**SELECTED PASSAGE:**
····················

5.03   Matching Contribution s.

 

(a)   Participants.

 

(1) Each Participating Employer shall allocate to eligible Active Participants from contributions sufficient to provide each such Participant (whether or not still employed by an Affiliated Company) with a Matching Contribution equal to 100% of the first $25 contributed on behalf of or by the Participant as a Tax Deferred Contribution or Taxed Contribution for each month plus 50% of the excess of such contributions over $25 for each month; provided, however, that the total amount of contributions used to determine the amount of the Matching Contribution may not exceed 6% of Compensation within such month.

····················

**DATA EXTRACT:**
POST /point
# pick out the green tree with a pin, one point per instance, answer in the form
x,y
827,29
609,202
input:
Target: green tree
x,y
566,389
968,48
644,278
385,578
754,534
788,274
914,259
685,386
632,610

····················

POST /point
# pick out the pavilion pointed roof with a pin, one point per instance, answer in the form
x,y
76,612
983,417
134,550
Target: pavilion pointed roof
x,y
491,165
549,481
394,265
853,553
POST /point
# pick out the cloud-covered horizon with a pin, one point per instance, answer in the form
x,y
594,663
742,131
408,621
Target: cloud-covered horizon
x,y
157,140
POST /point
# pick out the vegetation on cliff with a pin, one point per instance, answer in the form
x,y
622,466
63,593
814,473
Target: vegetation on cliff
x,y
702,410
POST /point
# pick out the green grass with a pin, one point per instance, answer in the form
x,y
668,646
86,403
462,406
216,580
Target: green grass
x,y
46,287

····················

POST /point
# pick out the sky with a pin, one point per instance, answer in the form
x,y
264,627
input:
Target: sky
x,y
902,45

····················

**GOAL 1:** Translate this sentence from the matching contribution passage into Spanish: "Each Participating Employer shall allocate to eligible Active Participants from contributions sufficient to provide each such Participant (whether or not still employed by an Affiliated Company) with a Matching Contribution equal to 100% of the first $25 contributed on behalf of or by the Participant as a Tax Deferred Contribution or Taxed Contribution for each month plus 50% of the excess of such contributions over $25 for each month; provided, however, that the total amount of contributions used to determine the amount of the Matching Contribution may not exceed 6% of Compensation within such month."
**GOAL 2:** Pick up the matching contribution passage above after its last sentence and write what comes next.

**WRITTEN REPLY 1:** Cada Empleador Participante asignará a los Participantes Activos elegibles, con cargo a aportaciones suficientes para proporcionar a cada uno de dichos Participantes (esté o no todavía empleado por una Compañía Afiliada), una Aportación Equivalente igual al 100 % de los primeros $25 aportados en nombre del Participante o por este como Aportación con Impuestos Diferidos o Aportación Gravada por cada mes, más el 50 % del exceso de dichas aportaciones sobre $25 por cada mes; con la salvedad, no obstante, de que el importe total de las aportaciones utilizadas para determinar el importe de la Aportación Equivalente no podrá exceder del 6 % de la Compensación dentro de dicho mes.

**WRITTEN REPLY 2:**
The Company may elect to provide a different rate of Matching Contribution or no Matching Contribution for all or any group of Active Participants, provided however that a decrease in the rate of Matching Contributions may be made effective only prospectively as of the first day of the calendar month following approval of such decrease by the Company.  Notwithstanding the foregoing, the Plan’s Matching Contributions provisions shall not be applicable with respect to collectively bargained Employees of Monarch and its affiliates from and after the date of the acquisition of Monarch and its affiliates by the Company unless and until otherwise provided in the applicable collective bargaining agreement.  In no event will any Tax Deferred Contributions or Taxed Contributions be matched at greater than a 100% rate.  In the event that a Participant’s matched Tax Deferred Contributions or Taxed Contributions are distributed or returned to the Participant pursuant to Sections 3.01, 3.02 or 3.05, an amount equal to the Current Market Value of the related Matching Contribution (and earnings thereon) shall be forfeited by such Participant.  Notwithstanding anything in the Plan to the contrary, no Matching Contribution shall be made with respect to Tax Deferred and Taxed Contributions made by salaried Participants on and after January 1,2003.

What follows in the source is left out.